• What to do: I'd like every record written out again, exactly as it is.

◆ ◆ ◆ ◆

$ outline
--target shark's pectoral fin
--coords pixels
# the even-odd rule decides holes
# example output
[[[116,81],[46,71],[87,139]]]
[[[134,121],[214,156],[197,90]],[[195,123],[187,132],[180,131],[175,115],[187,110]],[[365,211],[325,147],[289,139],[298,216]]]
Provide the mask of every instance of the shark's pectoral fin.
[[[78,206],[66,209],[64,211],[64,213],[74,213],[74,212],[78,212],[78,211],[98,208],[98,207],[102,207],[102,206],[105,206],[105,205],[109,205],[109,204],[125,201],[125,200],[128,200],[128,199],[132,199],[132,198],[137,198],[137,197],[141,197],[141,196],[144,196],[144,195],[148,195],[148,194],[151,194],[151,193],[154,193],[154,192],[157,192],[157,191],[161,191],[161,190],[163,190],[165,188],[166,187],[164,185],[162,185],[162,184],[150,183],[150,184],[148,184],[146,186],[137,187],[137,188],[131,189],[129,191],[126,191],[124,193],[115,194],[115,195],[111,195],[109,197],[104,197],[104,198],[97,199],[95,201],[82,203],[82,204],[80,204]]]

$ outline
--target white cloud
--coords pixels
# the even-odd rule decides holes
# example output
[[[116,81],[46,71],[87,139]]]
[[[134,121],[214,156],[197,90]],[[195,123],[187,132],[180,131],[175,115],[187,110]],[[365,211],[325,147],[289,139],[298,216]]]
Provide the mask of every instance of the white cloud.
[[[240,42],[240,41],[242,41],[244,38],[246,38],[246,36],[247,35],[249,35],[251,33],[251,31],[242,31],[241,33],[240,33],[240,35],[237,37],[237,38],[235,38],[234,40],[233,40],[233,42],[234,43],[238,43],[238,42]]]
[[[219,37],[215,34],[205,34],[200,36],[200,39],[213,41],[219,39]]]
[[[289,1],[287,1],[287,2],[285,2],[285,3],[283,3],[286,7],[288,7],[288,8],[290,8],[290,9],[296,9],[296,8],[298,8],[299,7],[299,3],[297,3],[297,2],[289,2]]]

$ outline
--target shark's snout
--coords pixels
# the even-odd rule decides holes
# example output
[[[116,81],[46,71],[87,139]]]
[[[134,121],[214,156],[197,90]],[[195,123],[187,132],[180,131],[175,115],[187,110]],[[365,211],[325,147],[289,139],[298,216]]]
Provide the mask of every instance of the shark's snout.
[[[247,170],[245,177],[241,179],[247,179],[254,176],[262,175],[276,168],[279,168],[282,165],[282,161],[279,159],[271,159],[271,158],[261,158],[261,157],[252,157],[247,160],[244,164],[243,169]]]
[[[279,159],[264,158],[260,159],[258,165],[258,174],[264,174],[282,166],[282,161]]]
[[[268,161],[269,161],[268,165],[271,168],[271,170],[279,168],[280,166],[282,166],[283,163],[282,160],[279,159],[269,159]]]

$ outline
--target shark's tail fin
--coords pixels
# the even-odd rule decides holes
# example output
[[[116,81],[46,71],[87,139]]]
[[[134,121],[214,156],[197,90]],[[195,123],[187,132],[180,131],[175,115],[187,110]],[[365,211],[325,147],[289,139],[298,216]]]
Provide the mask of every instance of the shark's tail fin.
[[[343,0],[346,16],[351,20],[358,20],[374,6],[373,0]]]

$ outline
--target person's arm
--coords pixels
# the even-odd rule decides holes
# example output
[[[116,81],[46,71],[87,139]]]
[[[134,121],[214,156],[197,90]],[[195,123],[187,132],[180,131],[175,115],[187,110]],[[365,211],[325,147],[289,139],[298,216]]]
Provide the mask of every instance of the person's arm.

◆ ◆ ◆ ◆

• Output of the task:
$ outline
--target shark's pectoral fin
--coords pixels
# the even-odd rule decides holes
# example output
[[[116,81],[46,71],[87,139]]]
[[[134,121],[214,156],[197,90]],[[195,123],[187,132],[180,131],[175,115],[187,110]],[[365,211],[325,147],[289,139],[298,216]]]
Provide the mask of every instance of the shark's pectoral fin.
[[[78,206],[66,209],[64,211],[64,213],[74,213],[74,212],[78,212],[78,211],[98,208],[98,207],[102,207],[102,206],[105,206],[105,205],[109,205],[109,204],[125,201],[125,200],[128,200],[128,199],[132,199],[132,198],[137,198],[137,197],[141,197],[141,196],[144,196],[144,195],[148,195],[148,194],[151,194],[151,193],[154,193],[154,192],[157,192],[157,191],[161,191],[161,190],[163,190],[165,188],[166,187],[164,185],[162,185],[162,184],[150,183],[150,184],[148,184],[146,186],[137,187],[137,188],[131,189],[129,191],[126,191],[124,193],[115,194],[115,195],[111,195],[109,197],[104,197],[104,198],[97,199],[95,201],[82,203],[82,204],[80,204]]]

$ outline
--target white cloud
--coords pixels
# the even-odd rule decides holes
# example output
[[[116,81],[46,71],[87,139]]]
[[[134,121],[214,156],[197,90]],[[195,123],[187,132],[180,131],[175,115],[187,110]],[[365,211],[325,147],[289,139],[298,216]]]
Provide the mask of every instance of the white cloud.
[[[240,42],[240,41],[242,41],[244,38],[246,38],[246,36],[247,35],[249,35],[251,33],[251,31],[242,31],[241,33],[240,33],[240,35],[237,37],[237,38],[235,38],[234,40],[233,40],[233,42],[234,43],[238,43],[238,42]]]
[[[219,37],[215,34],[205,34],[200,36],[200,39],[213,41],[219,39]]]
[[[289,1],[287,1],[287,2],[285,2],[285,3],[283,3],[286,7],[288,7],[288,8],[290,8],[290,9],[296,9],[296,8],[298,8],[299,7],[299,3],[297,3],[297,2],[289,2]]]

$ outline
--target shark's snout
--coords pixels
# the even-odd rule decides holes
# example output
[[[116,81],[46,71],[87,139]]]
[[[134,121],[214,156],[197,90]],[[195,123],[187,132],[180,131],[175,115],[187,110]],[[365,211],[325,147],[289,139],[298,216]]]
Provide the mask of every instance of the shark's snout.
[[[247,170],[245,177],[241,179],[247,179],[254,176],[262,175],[276,168],[279,168],[282,165],[282,161],[279,159],[271,159],[271,158],[261,158],[261,157],[252,157],[247,160],[244,164],[243,169]]]
[[[279,159],[264,158],[260,159],[258,165],[258,174],[264,174],[282,166],[282,161]]]
[[[268,161],[269,161],[268,165],[271,168],[271,170],[279,168],[280,166],[282,166],[283,163],[282,160],[279,159],[269,159]]]

$ outline
--target shark's tail fin
--coords pixels
# the even-odd rule decides holes
# example output
[[[116,81],[46,71],[87,139]]]
[[[134,121],[214,156],[197,90]],[[195,123],[187,132],[180,131],[175,115],[187,110]],[[365,211],[325,147],[289,139],[298,216]]]
Provide the mask of every instance of the shark's tail fin.
[[[343,0],[346,16],[351,20],[358,20],[374,6],[373,0]]]

$ outline
--target person's arm
--coords pixels
# the even-odd rule decides holes
# example output
[[[116,81],[46,71],[87,139]]]
[[[134,121],[214,156],[197,90]],[[195,123],[187,132],[180,131],[175,115],[187,110]],[[365,211],[325,147],[289,139],[298,216]]]
Provide the mask of every instance of the person's arm.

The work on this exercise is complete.